*DOCUMENT SEGMENT*:
The Effect of Extract Anise Seed (Pimpinella anisum) in Alginate Coating on Quality of Fresh Meat Fillets
Subject Areas :Ghazaleh Sadat Hoseini 1 , Mahdi Sharifi Soltani 2 , Peiman Ariayi 3
1 - Department of Veterinary, Babol Branch, Islamic Azad University, Babol, Iran.
2 - Department of Veterinary, Chalous branch, Islamic Azad University, Chalous, Iran.
3 - Associate Professor, Department of Food Science and Technology, Ayatollah Amoli Branch, Islamic Azad University, Amol, Iran.
Keywords: Edible Coating, Pimpinella anisum, Antioxidant Properties, Antibacterial Properties, Shelf life,
Abstract :
In the present study, the effect of Pimpinella anisum extract hydroalcohol (ethanol-water (50:50)) with alginate edible coating on shelf life of refrigerated(4±2°C) Meat fillet for 16 days was investigated. Initially, the antioxidant activity of different concentrations of extract (1000, 500, 200 and 1500 ppm)and BHA (100 ppm) were measured by free radical DPPH inhibition were measured.The highest amount of DPPH free radical activity was observed at a concentration of 1500 ppm (80.68%).Then 5 treatment, including, control treatments (Meat fillet without coating), alginate, alginate + extract 500 ppm, alginate + extract 1000 ppm, alginate + extract 1500 ppm were produced, The treated samples were chemically analyzed (Peroxide value (PV), Thiobarbithic acid (TBA), free fatty acid (FFA), total volatile base nitrogen (TVB-N) and microbial (total viable counts (TVC), total psychrotrophic counts (TPC), Staphylococcus aureus count and also sensory (color, smell and general acceptance)evaluation were investigated. According to the results of treatments containing extracts, the amount of TVB-N, FFA, PV and TBA were significantly reduced in comparison with the control sample. Also, the results of microbial tests showed that all treatments were more effective than the control samples in delaying the growth of bacteria during storage. Sensory evaluation also showed better results was observed in the treatment with extract and coating treatments(P<0.05).In sum, the best results were observed in alginate + extract 1500 ppm, and only the treatment until the end of the maintenance period had acceptable microbial and chemical indices. According to the results and desirable antioxidant and antibacterial properties of Pimpinella anisum extract, it can be used as a synthetic preservation in meat products.

*TASK INSTRUCTIONS*:
Answer from the anise seed study above, one answer per line:
(a) At what temperature, and for how many days, were the coated meat fillets stored?
(b) Which extract concentration showed the highest DPPH free radical activity, and what was that value?
(c) Which branch of Islamic Azad University is listed with the Department of Food Science and Technology?

*RECORDS PROVIDED*:
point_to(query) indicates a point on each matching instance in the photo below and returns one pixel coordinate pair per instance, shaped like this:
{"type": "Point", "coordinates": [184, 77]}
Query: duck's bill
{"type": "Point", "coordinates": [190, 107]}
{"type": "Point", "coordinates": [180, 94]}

*EXERCISE RESPONSE*:
(a) 4±2°C for 16 days
(b) 1500 ppm, at 80.68%
(c) The Ayatollah Amoli Branch in Amol, Iran